[Collected data]

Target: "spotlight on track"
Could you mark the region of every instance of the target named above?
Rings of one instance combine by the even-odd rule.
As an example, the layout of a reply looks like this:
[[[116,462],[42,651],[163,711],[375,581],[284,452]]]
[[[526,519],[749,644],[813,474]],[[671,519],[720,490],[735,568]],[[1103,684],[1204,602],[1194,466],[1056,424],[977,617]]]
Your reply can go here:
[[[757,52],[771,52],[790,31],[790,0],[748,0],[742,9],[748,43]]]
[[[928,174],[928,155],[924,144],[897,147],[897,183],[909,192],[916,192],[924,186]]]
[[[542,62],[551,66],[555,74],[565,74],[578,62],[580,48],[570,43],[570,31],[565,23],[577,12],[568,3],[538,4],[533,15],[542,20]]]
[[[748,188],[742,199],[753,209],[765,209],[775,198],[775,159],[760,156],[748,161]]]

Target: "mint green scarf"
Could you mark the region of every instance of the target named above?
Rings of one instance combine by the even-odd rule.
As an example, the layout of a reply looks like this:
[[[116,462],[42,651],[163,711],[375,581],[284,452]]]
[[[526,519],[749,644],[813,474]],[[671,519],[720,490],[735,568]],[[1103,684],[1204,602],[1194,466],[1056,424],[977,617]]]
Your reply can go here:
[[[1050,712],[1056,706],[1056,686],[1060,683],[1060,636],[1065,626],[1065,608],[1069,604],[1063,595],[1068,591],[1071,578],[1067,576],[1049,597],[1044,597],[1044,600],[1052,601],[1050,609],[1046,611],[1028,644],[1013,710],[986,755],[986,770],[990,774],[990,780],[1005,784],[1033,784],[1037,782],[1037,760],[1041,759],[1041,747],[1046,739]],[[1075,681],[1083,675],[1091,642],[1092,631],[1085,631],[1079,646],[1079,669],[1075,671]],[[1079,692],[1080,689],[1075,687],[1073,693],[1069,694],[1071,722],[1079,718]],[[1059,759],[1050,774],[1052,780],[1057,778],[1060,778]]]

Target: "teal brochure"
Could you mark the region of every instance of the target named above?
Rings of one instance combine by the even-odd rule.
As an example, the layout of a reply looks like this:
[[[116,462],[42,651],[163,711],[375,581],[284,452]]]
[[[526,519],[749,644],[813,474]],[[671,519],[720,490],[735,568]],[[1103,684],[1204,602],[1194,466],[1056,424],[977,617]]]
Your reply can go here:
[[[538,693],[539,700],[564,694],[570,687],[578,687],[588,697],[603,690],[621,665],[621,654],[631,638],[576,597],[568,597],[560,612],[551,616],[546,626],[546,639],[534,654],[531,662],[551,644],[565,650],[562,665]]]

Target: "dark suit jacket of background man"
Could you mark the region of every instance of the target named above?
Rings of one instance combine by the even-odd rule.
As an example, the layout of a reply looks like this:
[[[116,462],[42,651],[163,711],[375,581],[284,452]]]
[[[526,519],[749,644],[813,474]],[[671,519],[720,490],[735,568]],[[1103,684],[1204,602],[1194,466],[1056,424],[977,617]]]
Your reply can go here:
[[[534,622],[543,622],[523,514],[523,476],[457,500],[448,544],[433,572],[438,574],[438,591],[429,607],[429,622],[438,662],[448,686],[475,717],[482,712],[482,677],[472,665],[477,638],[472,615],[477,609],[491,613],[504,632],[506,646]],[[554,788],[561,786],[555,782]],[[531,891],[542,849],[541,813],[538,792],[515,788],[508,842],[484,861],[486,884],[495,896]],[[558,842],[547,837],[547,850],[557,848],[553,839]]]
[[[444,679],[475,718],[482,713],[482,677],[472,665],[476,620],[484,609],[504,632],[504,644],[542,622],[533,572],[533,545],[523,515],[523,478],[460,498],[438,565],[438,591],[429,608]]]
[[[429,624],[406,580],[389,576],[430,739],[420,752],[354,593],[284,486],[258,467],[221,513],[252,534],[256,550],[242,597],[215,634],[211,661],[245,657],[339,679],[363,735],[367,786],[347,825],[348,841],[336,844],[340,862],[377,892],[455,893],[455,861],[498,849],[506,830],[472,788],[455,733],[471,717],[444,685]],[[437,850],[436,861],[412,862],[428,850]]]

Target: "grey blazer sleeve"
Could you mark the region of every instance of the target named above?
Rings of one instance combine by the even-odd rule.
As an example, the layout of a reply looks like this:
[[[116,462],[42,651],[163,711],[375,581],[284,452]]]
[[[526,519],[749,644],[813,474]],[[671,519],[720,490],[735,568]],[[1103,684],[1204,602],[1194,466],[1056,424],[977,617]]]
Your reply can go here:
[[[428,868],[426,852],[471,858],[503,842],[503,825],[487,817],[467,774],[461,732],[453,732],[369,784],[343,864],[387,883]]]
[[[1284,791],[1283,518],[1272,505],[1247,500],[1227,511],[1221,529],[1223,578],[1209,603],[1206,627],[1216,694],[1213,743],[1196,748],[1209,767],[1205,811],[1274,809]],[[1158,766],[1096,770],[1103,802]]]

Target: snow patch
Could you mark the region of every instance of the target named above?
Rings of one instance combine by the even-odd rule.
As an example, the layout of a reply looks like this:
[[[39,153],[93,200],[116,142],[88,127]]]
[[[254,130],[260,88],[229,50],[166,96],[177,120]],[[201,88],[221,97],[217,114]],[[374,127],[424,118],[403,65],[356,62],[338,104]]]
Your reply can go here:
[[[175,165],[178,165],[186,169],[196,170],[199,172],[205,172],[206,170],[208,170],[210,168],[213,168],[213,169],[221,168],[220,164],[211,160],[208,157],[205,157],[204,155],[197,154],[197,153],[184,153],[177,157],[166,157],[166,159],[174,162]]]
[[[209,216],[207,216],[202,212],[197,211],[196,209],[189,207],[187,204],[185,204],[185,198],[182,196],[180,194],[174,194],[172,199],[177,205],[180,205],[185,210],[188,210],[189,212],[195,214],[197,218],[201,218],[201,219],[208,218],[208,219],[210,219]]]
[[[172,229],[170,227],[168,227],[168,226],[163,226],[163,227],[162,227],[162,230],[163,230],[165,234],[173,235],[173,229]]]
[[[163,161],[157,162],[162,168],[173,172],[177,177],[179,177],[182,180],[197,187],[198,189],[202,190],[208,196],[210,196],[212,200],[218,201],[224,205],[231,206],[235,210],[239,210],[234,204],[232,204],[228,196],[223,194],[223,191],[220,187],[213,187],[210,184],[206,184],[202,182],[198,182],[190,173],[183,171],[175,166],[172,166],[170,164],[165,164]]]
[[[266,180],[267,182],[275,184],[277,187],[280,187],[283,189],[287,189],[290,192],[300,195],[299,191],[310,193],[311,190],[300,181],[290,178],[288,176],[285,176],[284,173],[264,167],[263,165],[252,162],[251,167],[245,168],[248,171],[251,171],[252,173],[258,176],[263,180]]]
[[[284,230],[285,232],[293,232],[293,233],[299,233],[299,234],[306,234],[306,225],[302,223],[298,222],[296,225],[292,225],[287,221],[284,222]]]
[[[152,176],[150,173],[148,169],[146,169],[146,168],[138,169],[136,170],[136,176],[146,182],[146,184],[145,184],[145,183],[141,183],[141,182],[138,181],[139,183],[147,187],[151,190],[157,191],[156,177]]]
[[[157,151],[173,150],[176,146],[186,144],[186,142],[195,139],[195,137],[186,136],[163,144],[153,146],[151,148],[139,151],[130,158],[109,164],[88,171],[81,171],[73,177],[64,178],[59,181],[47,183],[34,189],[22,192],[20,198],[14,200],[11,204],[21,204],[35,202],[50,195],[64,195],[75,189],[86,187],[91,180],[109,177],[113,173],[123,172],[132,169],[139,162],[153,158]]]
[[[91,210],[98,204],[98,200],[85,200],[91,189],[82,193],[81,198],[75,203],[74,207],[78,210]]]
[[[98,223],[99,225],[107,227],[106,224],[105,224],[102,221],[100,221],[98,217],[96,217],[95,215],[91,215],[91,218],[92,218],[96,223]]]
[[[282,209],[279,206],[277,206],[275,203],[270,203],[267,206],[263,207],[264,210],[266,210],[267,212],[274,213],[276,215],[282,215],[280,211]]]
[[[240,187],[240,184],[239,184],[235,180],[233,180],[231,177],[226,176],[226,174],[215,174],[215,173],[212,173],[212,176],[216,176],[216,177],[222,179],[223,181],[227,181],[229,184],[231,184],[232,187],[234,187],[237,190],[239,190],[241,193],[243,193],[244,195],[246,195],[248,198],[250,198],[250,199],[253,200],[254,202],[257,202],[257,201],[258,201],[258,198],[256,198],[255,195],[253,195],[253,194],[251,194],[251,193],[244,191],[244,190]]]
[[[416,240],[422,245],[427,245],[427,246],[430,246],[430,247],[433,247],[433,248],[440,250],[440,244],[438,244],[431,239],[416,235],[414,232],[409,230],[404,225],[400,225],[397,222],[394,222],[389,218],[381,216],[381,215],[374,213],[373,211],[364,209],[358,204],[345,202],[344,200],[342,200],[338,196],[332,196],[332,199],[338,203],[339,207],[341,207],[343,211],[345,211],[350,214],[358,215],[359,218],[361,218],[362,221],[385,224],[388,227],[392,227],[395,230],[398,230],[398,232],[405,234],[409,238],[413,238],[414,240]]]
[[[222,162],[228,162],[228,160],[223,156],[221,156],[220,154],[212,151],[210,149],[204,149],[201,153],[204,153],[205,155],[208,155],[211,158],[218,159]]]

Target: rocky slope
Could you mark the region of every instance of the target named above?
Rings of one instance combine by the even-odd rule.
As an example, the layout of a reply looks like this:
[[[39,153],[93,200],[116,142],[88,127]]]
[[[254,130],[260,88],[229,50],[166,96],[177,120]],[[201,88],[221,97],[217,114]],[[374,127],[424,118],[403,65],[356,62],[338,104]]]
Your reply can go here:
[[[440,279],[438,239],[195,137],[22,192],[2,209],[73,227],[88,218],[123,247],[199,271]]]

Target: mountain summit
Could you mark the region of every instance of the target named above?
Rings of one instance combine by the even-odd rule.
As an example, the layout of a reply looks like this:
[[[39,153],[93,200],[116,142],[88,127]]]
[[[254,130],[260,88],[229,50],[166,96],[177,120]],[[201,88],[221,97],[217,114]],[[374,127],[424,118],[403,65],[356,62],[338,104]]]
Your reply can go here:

What this task involves:
Render the data as a numbered list, from the line containing "Target: rocky slope" through the end of the data, inclusive. Leave out any blank lines.

Result of the task:
1. Target: rocky slope
2. Could you mark the region of every instance of the target named above?
3. Rings of one instance combine by the even-odd rule.
4. As an example, the layout of a reply looks like this:
5. [[[39,153],[93,200],[116,142],[88,127]]]
6. [[[254,130],[260,88],[229,50],[166,96],[177,120]],[[201,88],[221,97],[217,114]],[[374,127],[424,118],[403,65],[356,62],[338,104]]]
7. Your reply can go here:
8. [[[440,279],[438,239],[195,137],[22,192],[2,209],[73,227],[88,218],[123,247],[199,271]]]
9. Target: mountain summit
10. Could you mark the region of every instance of the target named above?
11. Rings of one instance combine by the even-odd rule.
12. As an example, the layout of a reply looks like this:
13. [[[39,153],[93,200],[116,142],[88,127]]]
14. [[[254,130],[260,88],[229,50],[166,96],[177,120]],[[201,88],[221,97],[217,114]],[[374,127],[424,118],[403,65],[356,62],[338,104]]]
15. Your reply can go here:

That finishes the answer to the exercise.